#### Exercise goal:
Print all of the material below line for line, with nothing changed.

***** Given records *****

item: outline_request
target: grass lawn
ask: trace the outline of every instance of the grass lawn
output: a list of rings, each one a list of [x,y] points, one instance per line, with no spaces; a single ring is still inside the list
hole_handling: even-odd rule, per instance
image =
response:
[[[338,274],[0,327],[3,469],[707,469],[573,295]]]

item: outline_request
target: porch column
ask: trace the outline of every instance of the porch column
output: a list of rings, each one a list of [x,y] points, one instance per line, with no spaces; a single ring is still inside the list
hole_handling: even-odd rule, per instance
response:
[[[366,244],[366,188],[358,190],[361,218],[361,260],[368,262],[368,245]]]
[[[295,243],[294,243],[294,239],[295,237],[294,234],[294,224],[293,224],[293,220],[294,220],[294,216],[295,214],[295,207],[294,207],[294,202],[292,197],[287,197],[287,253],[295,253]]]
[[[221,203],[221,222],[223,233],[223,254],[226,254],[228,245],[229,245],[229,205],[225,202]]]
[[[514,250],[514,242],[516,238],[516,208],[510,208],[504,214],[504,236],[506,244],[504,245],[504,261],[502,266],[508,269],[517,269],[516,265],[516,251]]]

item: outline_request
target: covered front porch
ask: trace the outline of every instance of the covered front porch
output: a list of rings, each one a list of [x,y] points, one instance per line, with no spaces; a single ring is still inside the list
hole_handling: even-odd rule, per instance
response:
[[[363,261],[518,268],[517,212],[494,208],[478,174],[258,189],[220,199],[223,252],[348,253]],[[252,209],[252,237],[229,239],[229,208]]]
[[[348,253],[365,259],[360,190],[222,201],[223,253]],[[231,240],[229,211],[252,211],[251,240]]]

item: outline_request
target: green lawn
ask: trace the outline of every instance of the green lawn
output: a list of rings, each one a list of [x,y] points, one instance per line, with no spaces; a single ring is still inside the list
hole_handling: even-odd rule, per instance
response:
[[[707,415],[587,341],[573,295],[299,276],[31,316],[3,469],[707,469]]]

*****

#### Final result:
item: outline_request
target: grass lawn
ask: trace the outline of every instance of the grass lawn
output: a list of rings, each one a list of [x,y] points, one instance per line, with no spaces; a single ring is still inside the list
hole_handling: even-odd rule, per instance
image =
response:
[[[338,274],[0,327],[3,469],[707,469],[573,295]]]

item: outline_request
target: porch column
ask: trace the outline of every instance of the porch column
output: a list of rings, each one a list of [x,y] points, one instance per line, with no spaces; a single ring is still inside the list
hole_handling: even-odd rule, per instance
response:
[[[366,244],[366,188],[358,190],[361,218],[361,260],[368,262],[368,245]]]
[[[295,243],[294,243],[294,239],[295,237],[294,234],[294,224],[293,224],[293,220],[294,220],[294,216],[295,214],[295,207],[294,207],[294,202],[292,197],[287,197],[287,253],[295,253]]]
[[[221,203],[221,222],[223,233],[223,254],[226,254],[228,245],[229,245],[229,205],[225,202]]]
[[[514,250],[514,242],[516,238],[516,208],[510,208],[504,214],[504,236],[506,244],[504,245],[504,261],[502,266],[508,269],[517,269],[516,265],[516,251]]]

item: outline_request
target: covered front porch
ask: trace the outline of every instance of the covered front porch
output: a list of rings, each one a list of [x,y] points, one instance per line, with no spaces; a single ring is still inside the list
hole_handling: even-odd rule, per instance
response:
[[[363,261],[518,268],[517,212],[494,208],[478,174],[258,189],[220,199],[223,252],[348,253]],[[252,209],[252,237],[229,239],[229,208]]]
[[[348,253],[365,259],[360,190],[222,201],[223,253]],[[231,240],[229,211],[252,211],[251,240]]]

item: outline_request
target: green lawn
ask: trace the outline of every instance of the green lawn
output: a list of rings, each one a list of [x,y] points, one instance per line, with no spaces; a single ring is still inside the list
hole_handling: even-odd rule, per instance
response:
[[[707,415],[587,341],[573,295],[299,276],[31,316],[3,469],[707,469]]]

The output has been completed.